- SET PROBLEM 1 -
According to the State Route 193 description, at which I-15 exit does the highway meet the interstate?
- SET PROBLEM 2 -
Reproduce the stretch of the State Route 193 description from "State Route 193" through "ends at US-89.".

--- begin SELECTION ---

State Route 193 is an east and west highway located completely in Davis County, Utah, United States that begins at 3000 West, runs past the south entrance of Hill Air Force Base and ends at US-89.

Route description

SR-193 begins at the intersection of 3000 West and Bernard F. Fisher Highway in Syracuse and heads east on the latter as a four-lane highway divided by a center turn lane. After crossing SR-108 (2000 West), the route turns southeast, passing north of the Freeport Center, then returns east, crossing over the Union Pacific Railroad tracks. SR-193 descends into Clearfield as a four-lane undivided highway through suburban Clearfield, crossing SR-126 at Main Street. After a couple of intersections with local roads and passing to the north of a park, the road intersects with I-15 at exit 334, a diamond interchange. Past this interchange, Hill Air Force Base appears on the northern side of the road and the highway enters Layton. Soon, the route intersects with the northern terminus of SR-232 at Hill Field Road, which also provides access to the south gate of the air force base. Past the southeastern fringe of the base, the road turns to the southeast before intersecting with Church Street, where SR-193 turns northeast again. The highway approaches the eastern edge of Layton and terminates at a diamond interchange with US-89 at exit 404.

--- end SELECTION ---
--- begin DATASET ---

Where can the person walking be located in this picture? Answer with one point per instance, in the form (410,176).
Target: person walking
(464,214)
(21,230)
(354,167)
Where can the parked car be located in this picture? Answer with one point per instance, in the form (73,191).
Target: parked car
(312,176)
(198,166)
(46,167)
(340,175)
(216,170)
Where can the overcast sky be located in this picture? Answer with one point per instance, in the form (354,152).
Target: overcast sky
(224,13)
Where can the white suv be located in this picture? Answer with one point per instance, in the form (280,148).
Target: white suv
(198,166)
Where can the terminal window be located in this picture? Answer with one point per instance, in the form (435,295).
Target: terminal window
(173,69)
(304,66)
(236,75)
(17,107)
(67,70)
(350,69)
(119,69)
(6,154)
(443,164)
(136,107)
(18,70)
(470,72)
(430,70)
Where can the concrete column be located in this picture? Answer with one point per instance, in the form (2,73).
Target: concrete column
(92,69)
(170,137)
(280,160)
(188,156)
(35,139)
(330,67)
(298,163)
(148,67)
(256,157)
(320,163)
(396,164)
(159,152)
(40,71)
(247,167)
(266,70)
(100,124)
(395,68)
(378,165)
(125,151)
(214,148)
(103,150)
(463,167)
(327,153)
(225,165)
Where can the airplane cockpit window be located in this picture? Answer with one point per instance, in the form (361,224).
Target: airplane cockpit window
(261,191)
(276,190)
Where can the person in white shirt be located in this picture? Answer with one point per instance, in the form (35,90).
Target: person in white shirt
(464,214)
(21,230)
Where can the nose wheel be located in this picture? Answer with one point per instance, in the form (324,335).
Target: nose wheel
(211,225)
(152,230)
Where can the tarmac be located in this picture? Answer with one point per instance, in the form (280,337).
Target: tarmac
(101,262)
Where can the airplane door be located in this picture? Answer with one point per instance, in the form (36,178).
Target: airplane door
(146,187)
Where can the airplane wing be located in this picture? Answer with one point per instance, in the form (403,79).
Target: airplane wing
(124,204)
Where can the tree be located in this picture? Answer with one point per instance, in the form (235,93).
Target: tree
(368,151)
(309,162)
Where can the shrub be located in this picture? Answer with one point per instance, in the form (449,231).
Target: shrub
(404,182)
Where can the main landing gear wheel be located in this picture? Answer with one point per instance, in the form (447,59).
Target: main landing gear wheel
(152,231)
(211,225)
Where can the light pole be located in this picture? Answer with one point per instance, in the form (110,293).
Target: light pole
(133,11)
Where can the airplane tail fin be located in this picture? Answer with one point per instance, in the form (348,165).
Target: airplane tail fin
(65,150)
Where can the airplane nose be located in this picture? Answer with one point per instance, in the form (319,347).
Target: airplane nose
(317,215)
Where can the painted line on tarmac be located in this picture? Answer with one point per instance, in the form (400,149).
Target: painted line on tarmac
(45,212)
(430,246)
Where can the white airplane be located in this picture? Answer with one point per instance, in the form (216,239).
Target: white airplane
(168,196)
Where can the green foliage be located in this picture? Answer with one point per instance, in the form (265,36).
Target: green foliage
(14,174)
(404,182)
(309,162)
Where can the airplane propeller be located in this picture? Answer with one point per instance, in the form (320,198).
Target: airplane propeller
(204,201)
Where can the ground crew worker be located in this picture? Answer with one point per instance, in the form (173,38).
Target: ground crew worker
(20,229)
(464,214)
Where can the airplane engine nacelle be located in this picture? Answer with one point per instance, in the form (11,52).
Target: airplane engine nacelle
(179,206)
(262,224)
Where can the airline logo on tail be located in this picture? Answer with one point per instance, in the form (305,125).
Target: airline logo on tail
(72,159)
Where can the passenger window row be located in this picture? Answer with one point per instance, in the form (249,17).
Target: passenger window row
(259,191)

--- end DATASET ---

- CORRECT RESULT 1 -
Exit 334, a diamond interchange.

- CORRECT RESULT 2 -
State Route 193 is an east and west highway located completely in Davis County, Utah, United States that begins at 3000 West, runs past the south entrance of Hill Air Force Base and ends at US-89.